Text block:
════════════════════

Unfortunately, this perfect harmony was shattered when Adam and Eve turned away from God by disobeying him in the garden of eden. Sin wounded and disfigured our nature, and deprived us of the supernatural life we were created to enjoy. We were in need of a savior because, as St. Anselm taught, ‘the debt was so great that while man alone owed it, only God could pay it.’ This is why “the word became flesh and dwelt among us” - to take on our nature and pay the debt we could not. The debt we owed was a debt of love. Nothing less than a total self gift could pay this debt, and no one else but God could make it.
Through the institution of the Eucharist at the last supper, Jesus teaches and empowers us through grace to love as God loves: total self gift to the Father, even unto death. We are able to give unto death because we have faith in Jesus, and we know that death cannot ultimately take away our life. We know this because in Christ we are joined to God, and God cannot die. Although our human nature will suffer death for a time, in Christ we will one day rise again as he did.

════════════════════

Task list:
[a] Please quote the passage on sin and redemption from "Unfortunately, this perfect" up to and including "could make it.".
[b] List each thing the passage on sin and redemption says sin did to us.

Dataset content:
════════════════════

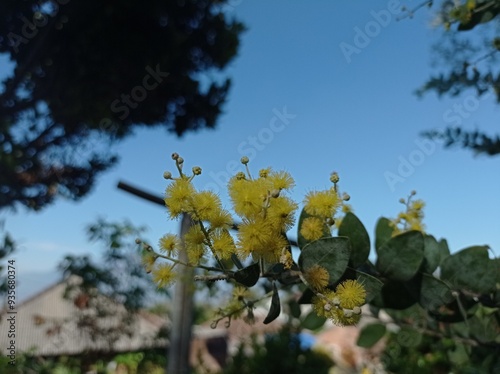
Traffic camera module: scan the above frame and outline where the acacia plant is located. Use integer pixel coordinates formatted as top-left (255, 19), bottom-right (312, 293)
top-left (144, 153), bottom-right (500, 365)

════════════════════

Worked answers:
[a]
Unfortunately, this perfect harmony was shattered when Adam and Eve turned away from God by disobeying him in the garden of eden. Sin wounded and disfigured our nature, and deprived us of the supernatural life we were created to enjoy. We were in need of a savior because, as St. Anselm taught, ‘the debt was so great that while man alone owed it, only God could pay it.’ This is why “the word became flesh and dwelt among us” - to take on our nature and pay the debt we could not. The debt we owed was a debt of love. Nothing less than a total self gift could pay this debt, and no one else but God could make it.

[b]
- It wounded our nature.
- It disfigured our nature.
- It deprived us of the supernatural life we were created to enjoy.